WRITTEN EXERCISE.
Write out every entry exactly as it appears.

Position identification records
════════
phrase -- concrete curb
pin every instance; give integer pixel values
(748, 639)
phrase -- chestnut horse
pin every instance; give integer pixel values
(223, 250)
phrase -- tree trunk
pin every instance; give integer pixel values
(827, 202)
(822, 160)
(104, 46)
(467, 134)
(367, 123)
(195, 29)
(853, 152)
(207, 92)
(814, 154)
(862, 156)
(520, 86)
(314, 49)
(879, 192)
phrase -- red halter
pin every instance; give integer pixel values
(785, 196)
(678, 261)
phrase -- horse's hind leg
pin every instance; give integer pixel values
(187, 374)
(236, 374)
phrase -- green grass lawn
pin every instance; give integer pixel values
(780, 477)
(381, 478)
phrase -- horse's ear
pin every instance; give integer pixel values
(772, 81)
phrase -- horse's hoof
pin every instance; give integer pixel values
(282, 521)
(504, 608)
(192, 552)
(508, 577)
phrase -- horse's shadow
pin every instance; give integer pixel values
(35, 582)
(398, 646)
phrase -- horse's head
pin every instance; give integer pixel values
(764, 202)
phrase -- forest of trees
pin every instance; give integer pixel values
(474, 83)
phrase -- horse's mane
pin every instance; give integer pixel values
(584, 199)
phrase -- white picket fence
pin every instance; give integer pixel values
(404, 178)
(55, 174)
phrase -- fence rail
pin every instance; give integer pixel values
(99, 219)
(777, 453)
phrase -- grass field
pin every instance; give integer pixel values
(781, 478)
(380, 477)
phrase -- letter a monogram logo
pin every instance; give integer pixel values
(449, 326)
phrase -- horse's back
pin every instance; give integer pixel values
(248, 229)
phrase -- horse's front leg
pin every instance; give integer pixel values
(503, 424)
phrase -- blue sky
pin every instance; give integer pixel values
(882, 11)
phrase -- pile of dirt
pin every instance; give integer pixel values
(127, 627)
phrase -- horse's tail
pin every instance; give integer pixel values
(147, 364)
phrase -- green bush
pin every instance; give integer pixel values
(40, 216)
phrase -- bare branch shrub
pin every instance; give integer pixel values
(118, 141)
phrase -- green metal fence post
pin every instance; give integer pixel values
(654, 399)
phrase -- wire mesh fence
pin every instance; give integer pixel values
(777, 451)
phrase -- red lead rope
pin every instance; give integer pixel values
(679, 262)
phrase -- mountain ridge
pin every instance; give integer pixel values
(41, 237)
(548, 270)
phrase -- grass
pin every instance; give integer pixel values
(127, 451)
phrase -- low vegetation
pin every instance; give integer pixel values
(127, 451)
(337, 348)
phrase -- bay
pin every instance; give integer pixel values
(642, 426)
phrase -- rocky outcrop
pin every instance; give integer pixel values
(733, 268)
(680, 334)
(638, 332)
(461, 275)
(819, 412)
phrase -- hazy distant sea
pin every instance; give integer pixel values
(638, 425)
════════
RESULT FOR THIS EXERCISE.
phrase -- concrete curb
pin every instance; give integer pixel values
(748, 639)
phrase -- chestnut horse
pin every instance; give integer pixel values
(223, 250)
phrase -- tree trunk
pin every instance; give integer pixel values
(827, 202)
(822, 160)
(104, 46)
(467, 134)
(367, 123)
(195, 29)
(853, 152)
(207, 92)
(814, 154)
(862, 156)
(520, 86)
(314, 49)
(879, 192)
phrase -- red halter
pin every instance; give integer pixel values
(785, 196)
(678, 261)
phrase -- horse's hind leg
pin every instance; give integer pixel values
(187, 374)
(236, 374)
phrase -- green grass lawn
pin every instance; give integer pixel values
(780, 477)
(381, 478)
phrase -- horse's ear
pin every instance; give integer pixel values
(772, 81)
phrase -- horse's hoof
pin every instance; give integer pixel values
(282, 521)
(504, 608)
(192, 552)
(508, 577)
phrase -- horse's shadow
pin every instance; give integer pixel values
(35, 582)
(398, 646)
phrase -- horse's head
pin every instance; give integer pixel values
(764, 202)
phrase -- forest of trees
pin every instance; give integer pixel values
(474, 83)
phrase -- horse's mane
pin every instance; give integer pixel values
(584, 199)
phrase -- white picket fence
pin every instance; give integer pixel values
(404, 178)
(55, 174)
phrase -- fence rail
pin every instance; give integer pixel values
(99, 219)
(777, 453)
phrase -- grass field
pin every instance; give integer pixel values
(781, 478)
(380, 477)
phrase -- letter a monogram logo
pin every instance; give integer pixel values
(449, 326)
phrase -- horse's back
pin every instance; give integer pixel values
(248, 229)
phrase -- horse's front leg
pin every instance; give integer pixel values
(503, 424)
phrase -- blue sky
pin every instance; give integer pixel values
(882, 11)
phrase -- pile of dirt
pin every instance; give integer pixel values
(127, 627)
phrase -- horse's tail
pin every instance; give integer pixel values
(147, 364)
phrase -- green bush
pin every instance; give integer pixel values
(40, 216)
phrase -- bare branch shrub
pin every instance; give integer pixel values
(118, 141)
phrase -- green metal fence post
pin every instance; give integer pixel values
(654, 399)
phrase -- wire mesh fence
pin every instance; give integer pixel values
(777, 451)
phrase -- red lead rope
pin every instance; give integer pixel values
(679, 262)
phrase -- mountain ridge
pin every instance; give integer pixel values
(41, 237)
(548, 270)
phrase -- grass
pin every instance; give integer pixel values
(127, 451)
phrase -- low vegetation
pin every instance; give integer pixel values
(127, 451)
(337, 348)
phrase -- bay
pin every instance; give integer pixel values
(642, 426)
phrase -- rocky outcrop
pin every instance; give integer pixel values
(733, 268)
(680, 334)
(638, 332)
(461, 275)
(819, 412)
phrase -- hazy distant sea
pin every instance; give integer pixel values
(638, 425)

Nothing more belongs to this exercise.